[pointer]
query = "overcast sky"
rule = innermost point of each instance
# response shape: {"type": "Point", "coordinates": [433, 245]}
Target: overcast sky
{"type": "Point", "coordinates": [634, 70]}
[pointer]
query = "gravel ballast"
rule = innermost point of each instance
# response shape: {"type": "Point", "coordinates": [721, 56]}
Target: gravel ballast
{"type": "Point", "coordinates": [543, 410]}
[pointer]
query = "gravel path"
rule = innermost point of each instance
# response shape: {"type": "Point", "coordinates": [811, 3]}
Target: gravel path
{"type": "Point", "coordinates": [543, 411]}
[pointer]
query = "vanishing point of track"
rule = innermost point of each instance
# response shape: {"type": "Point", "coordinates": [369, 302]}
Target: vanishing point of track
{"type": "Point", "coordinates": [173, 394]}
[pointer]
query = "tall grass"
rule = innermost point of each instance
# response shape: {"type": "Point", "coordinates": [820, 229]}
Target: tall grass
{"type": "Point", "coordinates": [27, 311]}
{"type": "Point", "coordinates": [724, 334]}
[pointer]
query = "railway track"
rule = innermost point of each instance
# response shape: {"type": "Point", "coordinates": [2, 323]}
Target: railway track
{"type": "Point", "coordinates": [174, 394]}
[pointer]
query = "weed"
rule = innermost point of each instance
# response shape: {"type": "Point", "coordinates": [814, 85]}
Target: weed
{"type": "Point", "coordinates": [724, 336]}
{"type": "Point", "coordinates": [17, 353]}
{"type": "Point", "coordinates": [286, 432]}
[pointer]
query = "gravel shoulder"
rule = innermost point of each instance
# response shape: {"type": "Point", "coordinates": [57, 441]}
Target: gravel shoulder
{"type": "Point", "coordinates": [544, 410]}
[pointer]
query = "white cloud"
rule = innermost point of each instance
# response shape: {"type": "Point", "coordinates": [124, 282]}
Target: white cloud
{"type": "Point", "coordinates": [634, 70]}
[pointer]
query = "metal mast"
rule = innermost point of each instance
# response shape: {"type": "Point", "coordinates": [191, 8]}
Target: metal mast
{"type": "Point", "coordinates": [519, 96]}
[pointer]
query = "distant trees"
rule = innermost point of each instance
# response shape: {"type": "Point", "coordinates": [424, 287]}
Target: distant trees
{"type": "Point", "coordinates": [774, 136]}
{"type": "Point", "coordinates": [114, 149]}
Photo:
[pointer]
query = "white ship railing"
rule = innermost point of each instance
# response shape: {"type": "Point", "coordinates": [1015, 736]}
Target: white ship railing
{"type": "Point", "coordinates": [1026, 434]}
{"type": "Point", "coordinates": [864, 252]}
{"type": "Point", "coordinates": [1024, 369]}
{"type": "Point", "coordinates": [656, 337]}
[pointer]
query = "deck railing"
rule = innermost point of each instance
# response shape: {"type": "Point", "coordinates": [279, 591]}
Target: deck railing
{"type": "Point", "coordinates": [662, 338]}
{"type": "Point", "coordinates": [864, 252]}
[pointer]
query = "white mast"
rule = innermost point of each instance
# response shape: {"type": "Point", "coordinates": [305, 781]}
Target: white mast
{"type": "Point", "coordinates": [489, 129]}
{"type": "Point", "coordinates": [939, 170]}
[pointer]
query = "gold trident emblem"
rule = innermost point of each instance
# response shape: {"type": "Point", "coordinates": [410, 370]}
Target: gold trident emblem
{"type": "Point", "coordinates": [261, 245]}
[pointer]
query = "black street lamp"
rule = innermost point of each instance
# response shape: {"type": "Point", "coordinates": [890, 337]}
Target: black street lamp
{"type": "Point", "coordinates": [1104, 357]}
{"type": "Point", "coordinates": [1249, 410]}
* * *
__Description of the task__: Reproduce all data above, unchanged.

__Solution for this problem__:
[pointer]
query = "overcast sky"
rule = innermost point of each instance
# response shape: {"type": "Point", "coordinates": [433, 245]}
Target: overcast sky
{"type": "Point", "coordinates": [634, 70]}
[pointer]
query = "gravel ballast"
rule = innermost point of each instance
# response shape: {"type": "Point", "coordinates": [721, 56]}
Target: gravel ballast
{"type": "Point", "coordinates": [543, 410]}
[pointer]
query = "gravel path"
rule = innermost point of each instance
# response shape: {"type": "Point", "coordinates": [811, 3]}
Target: gravel path
{"type": "Point", "coordinates": [543, 411]}
[pointer]
query = "vanishing point of track"
rule = innermost point of each instance
# response shape: {"type": "Point", "coordinates": [369, 302]}
Target: vanishing point of track
{"type": "Point", "coordinates": [173, 394]}
[pointer]
query = "tall grass"
rule = innermost point of each instance
# response shape: {"type": "Point", "coordinates": [820, 229]}
Target: tall grass
{"type": "Point", "coordinates": [27, 311]}
{"type": "Point", "coordinates": [724, 334]}
[pointer]
query = "railway track"
rule = innermost point of each instance
# response shape: {"type": "Point", "coordinates": [2, 323]}
Target: railway track
{"type": "Point", "coordinates": [174, 394]}
[pointer]
query = "weed"
rule = innermost point of each instance
# response shape: {"type": "Point", "coordinates": [814, 85]}
Target: weed
{"type": "Point", "coordinates": [724, 336]}
{"type": "Point", "coordinates": [17, 353]}
{"type": "Point", "coordinates": [286, 432]}
[pointer]
query = "gravel shoulder"
rule = innermost point of each instance
# response shape: {"type": "Point", "coordinates": [57, 441]}
Target: gravel shoulder
{"type": "Point", "coordinates": [544, 410]}
[pointer]
query = "white cloud"
rule = innermost point of each instance
# response shape: {"type": "Point", "coordinates": [124, 282]}
Target: white cloud
{"type": "Point", "coordinates": [634, 70]}
[pointer]
query = "metal mast"
rule = innermost point of each instance
# response shape: {"type": "Point", "coordinates": [191, 8]}
Target: metal mast
{"type": "Point", "coordinates": [519, 96]}
[pointer]
query = "distant trees"
rule = innermost point of each instance
# response shape: {"type": "Point", "coordinates": [424, 287]}
Target: distant trees
{"type": "Point", "coordinates": [774, 136]}
{"type": "Point", "coordinates": [114, 149]}
Photo:
[pointer]
query = "white ship railing"
rule = innermost point of each instance
# response shape: {"type": "Point", "coordinates": [1015, 736]}
Target: white ship railing
{"type": "Point", "coordinates": [1026, 434]}
{"type": "Point", "coordinates": [864, 252]}
{"type": "Point", "coordinates": [1024, 369]}
{"type": "Point", "coordinates": [656, 337]}
[pointer]
query = "deck railing"
rule = innermost point of each instance
# response shape: {"type": "Point", "coordinates": [279, 591]}
Target: deck railing
{"type": "Point", "coordinates": [662, 338]}
{"type": "Point", "coordinates": [864, 252]}
[pointer]
query = "white mast"
rule = innermost point of each instance
# response shape: {"type": "Point", "coordinates": [305, 781]}
Target: white mast
{"type": "Point", "coordinates": [489, 129]}
{"type": "Point", "coordinates": [939, 170]}
[pointer]
query = "gold trident emblem"
rule = innermost point of each instance
# response shape: {"type": "Point", "coordinates": [410, 370]}
Target: gold trident emblem
{"type": "Point", "coordinates": [261, 245]}
[pointer]
query = "black street lamp"
rule = innermost point of each instance
# response shape: {"type": "Point", "coordinates": [890, 337]}
Target: black street lamp
{"type": "Point", "coordinates": [1104, 357]}
{"type": "Point", "coordinates": [1249, 410]}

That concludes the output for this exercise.